> [REQUESTS]
1 > Translate this sentence from the text about Cathy Sterling into Spanish: "Ann Sterling raised Cathy and her three sisters as a single parent."
2 > Go on with the text about Cathy Sterling, picking up after its final sentence.

"I Ain’t No Senator’s Son"

Cathy Sterling

Cathy Sterling in the NCSU Brickyard

"A Little Help From Mom"

Text from article "A Little Help From Mom": "It might have been a complicated matter for North Carolina State University students to figure out whether they were voting for Cathy Sterling, right, or her mother, Mrs. Ann Sterling, left, when they cast their ballots for student body president Tuesday. Mrs. Sterling is shown helping her daughter campaign. Cathy won to become the first woman president ever elected at the predominantly male school at Raleigh."

Ann Sterling raised Cathy and her three sisters as a single parent. Sterling remembers her mother as a strong matriarch and mentor in her life and attributes many of her leadership qualities to her. Her mother was active in their church and was an integral part of Sterling’s campaign.[1] A story about Ann and Cathy, titled "A Little Help From Mom" circulated the United States and even Europe and Asia, showcasing Ann and Cathy.[2] In our interview, Sterling remembered that the article got all the way to The Stars and Stripes, and as a result, she received letters from Europe to Japan, especially from soldiers, who read about her and her mother in the massively reprinted article.

> [STORED ROWS]
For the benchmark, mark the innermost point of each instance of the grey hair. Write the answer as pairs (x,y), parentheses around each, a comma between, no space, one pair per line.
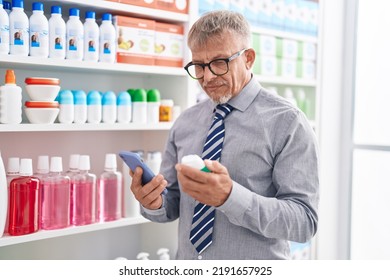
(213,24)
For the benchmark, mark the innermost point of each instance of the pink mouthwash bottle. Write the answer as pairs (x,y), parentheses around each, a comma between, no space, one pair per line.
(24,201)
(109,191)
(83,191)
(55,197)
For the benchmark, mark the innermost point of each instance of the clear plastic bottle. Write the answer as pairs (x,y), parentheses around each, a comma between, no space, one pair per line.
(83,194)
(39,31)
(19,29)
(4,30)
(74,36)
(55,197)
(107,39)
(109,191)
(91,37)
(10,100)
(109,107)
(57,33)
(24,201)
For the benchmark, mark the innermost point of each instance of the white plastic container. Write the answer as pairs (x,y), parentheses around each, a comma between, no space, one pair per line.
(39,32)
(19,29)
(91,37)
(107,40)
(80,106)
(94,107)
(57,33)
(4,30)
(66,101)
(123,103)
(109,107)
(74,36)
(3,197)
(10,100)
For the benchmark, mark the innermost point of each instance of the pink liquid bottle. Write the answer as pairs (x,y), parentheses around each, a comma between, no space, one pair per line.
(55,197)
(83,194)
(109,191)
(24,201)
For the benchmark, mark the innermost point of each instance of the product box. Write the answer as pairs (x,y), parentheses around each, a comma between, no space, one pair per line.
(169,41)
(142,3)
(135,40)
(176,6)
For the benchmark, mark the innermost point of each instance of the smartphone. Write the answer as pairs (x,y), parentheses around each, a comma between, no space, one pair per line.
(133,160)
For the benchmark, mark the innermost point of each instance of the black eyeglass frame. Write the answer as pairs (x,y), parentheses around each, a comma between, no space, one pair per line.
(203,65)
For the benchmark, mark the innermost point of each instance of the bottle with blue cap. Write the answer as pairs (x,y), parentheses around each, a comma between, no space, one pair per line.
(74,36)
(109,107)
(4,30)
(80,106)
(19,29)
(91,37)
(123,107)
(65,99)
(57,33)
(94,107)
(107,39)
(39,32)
==
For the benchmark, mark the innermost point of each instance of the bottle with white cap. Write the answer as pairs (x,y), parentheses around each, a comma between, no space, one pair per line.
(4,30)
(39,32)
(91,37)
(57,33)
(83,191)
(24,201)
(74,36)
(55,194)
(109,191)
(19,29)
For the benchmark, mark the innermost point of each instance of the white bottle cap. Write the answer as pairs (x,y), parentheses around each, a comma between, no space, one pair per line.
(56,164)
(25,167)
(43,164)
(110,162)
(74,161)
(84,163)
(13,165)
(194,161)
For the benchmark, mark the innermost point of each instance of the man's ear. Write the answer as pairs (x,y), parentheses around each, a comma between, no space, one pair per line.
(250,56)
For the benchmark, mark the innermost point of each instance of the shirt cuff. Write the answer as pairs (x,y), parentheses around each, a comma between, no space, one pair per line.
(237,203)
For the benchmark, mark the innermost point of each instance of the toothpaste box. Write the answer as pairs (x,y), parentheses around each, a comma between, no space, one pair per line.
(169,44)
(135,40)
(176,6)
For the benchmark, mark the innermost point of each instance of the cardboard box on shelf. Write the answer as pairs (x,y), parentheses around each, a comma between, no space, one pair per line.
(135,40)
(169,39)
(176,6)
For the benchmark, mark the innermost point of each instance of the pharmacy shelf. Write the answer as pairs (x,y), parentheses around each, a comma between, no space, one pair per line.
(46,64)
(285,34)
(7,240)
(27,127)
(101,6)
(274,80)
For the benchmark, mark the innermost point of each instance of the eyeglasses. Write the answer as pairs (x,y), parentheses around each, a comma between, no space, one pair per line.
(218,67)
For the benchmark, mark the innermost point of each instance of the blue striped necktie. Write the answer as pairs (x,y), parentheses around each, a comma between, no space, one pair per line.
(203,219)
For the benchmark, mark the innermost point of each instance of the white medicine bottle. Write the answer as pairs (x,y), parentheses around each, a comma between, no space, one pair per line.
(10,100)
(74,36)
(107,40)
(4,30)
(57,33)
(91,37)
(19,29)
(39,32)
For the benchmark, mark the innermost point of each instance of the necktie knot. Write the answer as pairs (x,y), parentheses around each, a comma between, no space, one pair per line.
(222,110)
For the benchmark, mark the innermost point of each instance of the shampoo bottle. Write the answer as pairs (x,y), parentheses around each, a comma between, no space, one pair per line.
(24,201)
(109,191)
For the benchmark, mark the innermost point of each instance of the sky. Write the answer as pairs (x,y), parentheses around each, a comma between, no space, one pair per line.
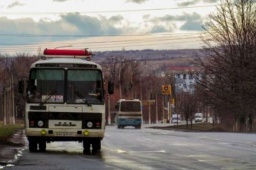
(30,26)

> [TASK ANSWERS]
1 > Ann Sterling crió a Cathy y a sus tres hermanas como madre soltera.

2 >
Both Sterling and her mother were often chastised for their clothing choices—short dresses and skirts. Many of Sterling's critics talked about her "inappropriate" dress and their disappointment in her as a "southern girl."[3] To them, Sterling did not think, dress, or act like a “southern girl,” and they were offended because they knew she was born and raised in the South. As Sterling highlighted in her interview with me, these views were problematic for several reasons, namely that she and her mother were both grown women, not girls. Moreover, the harsh and personal attacks had nothing to do with her platform or her initiatives in student government. These attitudes were reflective of the inherent sexism that informed many conservative, southern dissenters. Jesse Helms even sent Sterling several letters that condemned her for acting inappropriately for a "southern girl."[4]
 
Sterling differed much from the other candidates and past student body presidents in more ways than her gender. Her ideas were controversial. As a young adult in the 1970s, Sterling was a part of a generation that did not trust anyone over thirty. Her stance on the role of the administration on campus, especially the chancellor’s role was not one of a parent “in abstentia.” She did not agree with the administrations’ assumptions about what students needed and what students thought. She wrote tumultuous pieces like “I Am Not Proud"--page four of the Technician on March 06, 1970--an exposé on the athletics program at NC State, arguing that the program should not receive funding from students that did not wish to financially support the athletic program.[5] In a letter to the editor, Ivan Mothershead, a student senator who was very vocal in Student Government, attacks Sterling and her article. Ironically, his attack actually made Sterling more of a buzz on campus as Sterling and Mothershead exchanged heated letters to one another that were published in the Technician. Their argument came to a head in the April 1st “April Fools” edition of the Technician, where a journalist satirically reported that Sterling and Mothershead were engaged to be married.


[1] Cathy Sterling, interview with author, Samantha Smith, November 13, 2014.

[2] The article "A Little Help From Mom," can be found in several newspapers from across the country. It was repulished in The Stars and Stripes, but I could not retrieve a copy from there. The reprint I found was through the Google newspapers search engine and it comes from The Evening Independent from May 7, 1970 and is titled, "A Little Help From Mom...From Mom?" Link to article: <http://news.google.com/newspapers?id=UWVQAAAAIBAJ&sjid=UlcDAAAAIBAJ&pg=884%2C1626959>.

[3] Cathy Sterling Papers (1966-1999), Special Collections Archive, Box 1.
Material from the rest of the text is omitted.